───── Recorded information ─────
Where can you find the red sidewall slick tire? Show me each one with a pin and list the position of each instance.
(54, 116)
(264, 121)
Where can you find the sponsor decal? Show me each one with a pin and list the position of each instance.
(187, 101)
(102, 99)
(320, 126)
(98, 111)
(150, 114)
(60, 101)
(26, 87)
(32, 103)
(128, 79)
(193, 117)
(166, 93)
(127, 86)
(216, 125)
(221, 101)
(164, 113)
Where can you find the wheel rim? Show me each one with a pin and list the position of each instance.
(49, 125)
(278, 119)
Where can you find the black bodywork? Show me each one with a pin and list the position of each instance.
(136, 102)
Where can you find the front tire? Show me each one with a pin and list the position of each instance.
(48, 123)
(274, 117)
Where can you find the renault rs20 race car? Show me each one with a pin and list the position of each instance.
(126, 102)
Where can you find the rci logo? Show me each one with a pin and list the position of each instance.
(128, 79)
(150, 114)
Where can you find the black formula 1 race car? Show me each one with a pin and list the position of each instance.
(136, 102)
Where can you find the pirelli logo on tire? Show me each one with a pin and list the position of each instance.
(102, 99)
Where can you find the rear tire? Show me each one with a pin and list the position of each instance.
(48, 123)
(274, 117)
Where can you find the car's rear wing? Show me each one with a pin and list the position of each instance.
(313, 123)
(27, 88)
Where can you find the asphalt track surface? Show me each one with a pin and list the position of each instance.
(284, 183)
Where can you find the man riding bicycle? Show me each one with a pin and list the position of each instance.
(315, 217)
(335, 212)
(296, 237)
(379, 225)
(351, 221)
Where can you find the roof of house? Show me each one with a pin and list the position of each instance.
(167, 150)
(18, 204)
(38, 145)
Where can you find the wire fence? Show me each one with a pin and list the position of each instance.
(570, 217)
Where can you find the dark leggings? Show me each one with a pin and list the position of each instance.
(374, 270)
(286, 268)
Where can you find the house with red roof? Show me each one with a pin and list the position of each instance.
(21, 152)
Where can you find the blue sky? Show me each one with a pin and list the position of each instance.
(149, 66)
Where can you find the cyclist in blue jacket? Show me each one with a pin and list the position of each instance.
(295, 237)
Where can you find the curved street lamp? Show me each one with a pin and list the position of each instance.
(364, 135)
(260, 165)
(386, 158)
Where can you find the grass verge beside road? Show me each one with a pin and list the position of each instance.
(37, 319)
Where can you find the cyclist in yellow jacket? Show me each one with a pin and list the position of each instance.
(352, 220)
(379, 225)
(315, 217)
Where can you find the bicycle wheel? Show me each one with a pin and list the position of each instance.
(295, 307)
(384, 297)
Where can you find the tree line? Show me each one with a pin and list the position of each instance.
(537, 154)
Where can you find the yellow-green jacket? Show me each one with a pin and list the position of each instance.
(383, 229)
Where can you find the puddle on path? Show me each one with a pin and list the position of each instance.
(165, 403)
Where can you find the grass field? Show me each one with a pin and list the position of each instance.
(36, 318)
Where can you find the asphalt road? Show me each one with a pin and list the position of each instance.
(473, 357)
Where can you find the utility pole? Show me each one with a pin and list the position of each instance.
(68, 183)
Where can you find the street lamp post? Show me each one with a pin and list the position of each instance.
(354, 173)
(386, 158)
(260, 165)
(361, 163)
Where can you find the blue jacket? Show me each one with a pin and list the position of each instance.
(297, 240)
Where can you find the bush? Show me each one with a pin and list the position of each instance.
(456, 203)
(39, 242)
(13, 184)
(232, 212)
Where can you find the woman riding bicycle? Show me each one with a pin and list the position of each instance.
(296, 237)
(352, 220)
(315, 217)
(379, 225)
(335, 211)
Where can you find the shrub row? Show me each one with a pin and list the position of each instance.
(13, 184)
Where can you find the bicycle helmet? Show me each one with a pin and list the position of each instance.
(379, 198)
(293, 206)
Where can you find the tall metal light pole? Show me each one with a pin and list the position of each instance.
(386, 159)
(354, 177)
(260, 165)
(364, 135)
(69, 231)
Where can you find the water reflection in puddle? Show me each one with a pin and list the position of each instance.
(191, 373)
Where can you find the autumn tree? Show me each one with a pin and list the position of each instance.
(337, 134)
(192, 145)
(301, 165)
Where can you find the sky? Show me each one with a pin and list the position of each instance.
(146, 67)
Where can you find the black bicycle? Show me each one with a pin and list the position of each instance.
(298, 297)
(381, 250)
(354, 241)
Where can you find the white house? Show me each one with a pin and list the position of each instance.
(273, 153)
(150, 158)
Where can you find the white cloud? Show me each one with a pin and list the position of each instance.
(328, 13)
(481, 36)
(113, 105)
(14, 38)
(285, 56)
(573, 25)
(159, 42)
─────
_Your task:_ Copy all the rows above, keeping every character the same.

_Response for this exercise:_
Where can you find the red sidewall slick tire? Show me each one with a pin and list the position of each instance.
(54, 116)
(264, 121)
Where can you find the sponsor decal? Show me each one with a pin and list the position of each instance.
(187, 101)
(102, 99)
(320, 126)
(98, 111)
(150, 114)
(60, 101)
(26, 87)
(32, 103)
(128, 79)
(193, 117)
(166, 93)
(127, 86)
(216, 125)
(221, 101)
(164, 113)
Where can you find the wheel rim? Show me each one with a pin and list the position of each instance.
(49, 125)
(278, 119)
Where can you find the black bodywork? Show me each one with a pin and list the position of each instance.
(136, 102)
Where can you find the front tire? Show me each one with a pin and list the position of each instance.
(48, 123)
(274, 117)
Where can you find the renault rs20 race car? Show me each one with a pin and list the position of each instance.
(126, 102)
Where can you find the rci logo? Show me each one with a pin and list the position of each instance.
(128, 79)
(150, 114)
Where can you find the black formula 1 race car? Show me each one with a pin and list the position of each instance.
(136, 102)
Where can you find the pirelli logo on tire? Show me each one with a pin and list the position of each instance.
(102, 99)
Where can you find the rear tire? Show me each one with a pin and list the position of each instance.
(48, 123)
(274, 117)
Where can you find the car's rear wing? Show me each one with a pin and list the position of each instance.
(313, 123)
(27, 88)
Where can you find the asphalt track surface? Show me each one with a pin and list the position of each instance.
(284, 183)
Where can you find the man riding bicycle? Show me each one with a pin and list the position of each instance.
(315, 217)
(335, 212)
(296, 237)
(379, 225)
(351, 221)
Where can you find the roof of house? Show me each one with a pin and list the position of each instance.
(167, 150)
(18, 204)
(38, 145)
Where can you find the wire fence? Show me each one with a pin and list the position of each instance.
(570, 217)
Where can you find the dark leggings? Show me each one with a pin and list the position of each instance.
(374, 270)
(286, 268)
Where can you find the house with red roof? Show me each one with a pin and list the position of each instance.
(21, 152)
Where can you find the blue sky? Show me each one with a pin and list the position of each instance.
(149, 66)
Where can you find the cyclist in blue jacket? Show me each one with a pin and list the position of each instance.
(295, 237)
Where can you find the curved street lamp? Show me each one with a pin and list the position of each instance.
(364, 135)
(260, 165)
(386, 158)
Where can you find the grass verge beside road? Show me each one with a pin and list the position of each instance.
(37, 319)
Where can you find the cyclist in yellow jacket? Show me each one with a pin and list the position of each instance.
(352, 220)
(379, 225)
(315, 217)
Where can you find the bicycle wheel? Show me each one with a pin and list the position of each instance.
(295, 307)
(384, 297)
Where can you find the tree line? Show me each one with a pin and list the position of each instance.
(537, 154)
Where can you find the yellow-green jacket? Show me each one with a pin and list the position of each instance.
(383, 229)
Where can you find the puddle on path? Show me each one with a pin and list the position of each instance.
(165, 403)
Where can you find the grass field? Show me each one with a pin and list the position of each instance.
(36, 318)
Where can you find the asphalt road? Show me each one with a pin and list the position of each instance.
(473, 357)
Where can you find the utility pole? Show me each one with a pin and list the position of each instance.
(68, 183)
Where can you find the street lamp post? Show me each one with a pin and list the position of each instance.
(354, 173)
(386, 158)
(260, 165)
(361, 163)
Where can you find the blue jacket? Show me each one with a pin and list the position of each instance.
(297, 240)
Where can you find the bush? Show me each one with a pin and list the position of each instance.
(456, 203)
(39, 242)
(13, 184)
(232, 212)
Where can you find the woman riding bicycle? Show me each one with a pin and list the position of each instance.
(296, 237)
(352, 220)
(315, 217)
(379, 225)
(335, 211)
Where can you find the shrub row? Show me each one with a pin and list the position of each instance.
(13, 184)
Where can you find the bicycle helmet? Show me each one with a pin and list the position of each instance.
(379, 198)
(293, 206)
Where can you find the tall metal light pole? Show me each one with a pin and list the position of each instance.
(386, 159)
(354, 177)
(260, 165)
(364, 135)
(69, 231)
Where can you find the water reflection in puddle? Show me each one with a pin and list the position of each instance.
(191, 373)
Where can you find the autumn tree? Show me each one with a pin and list the position of each instance.
(337, 134)
(192, 145)
(301, 165)
Where can you find the sky? Show me each one with a pin and list the position of each instance.
(146, 67)
Where can you find the black bicycle? Show me each one with a pin and list the position of each instance.
(298, 297)
(381, 250)
(354, 241)
Where can you find the white house? Show me each one with a pin and list the position of each instance.
(273, 153)
(150, 158)
Where can you find the white cloud? Show me each one with a pin and list the position of each instance.
(328, 13)
(481, 36)
(113, 105)
(14, 38)
(285, 56)
(573, 25)
(159, 42)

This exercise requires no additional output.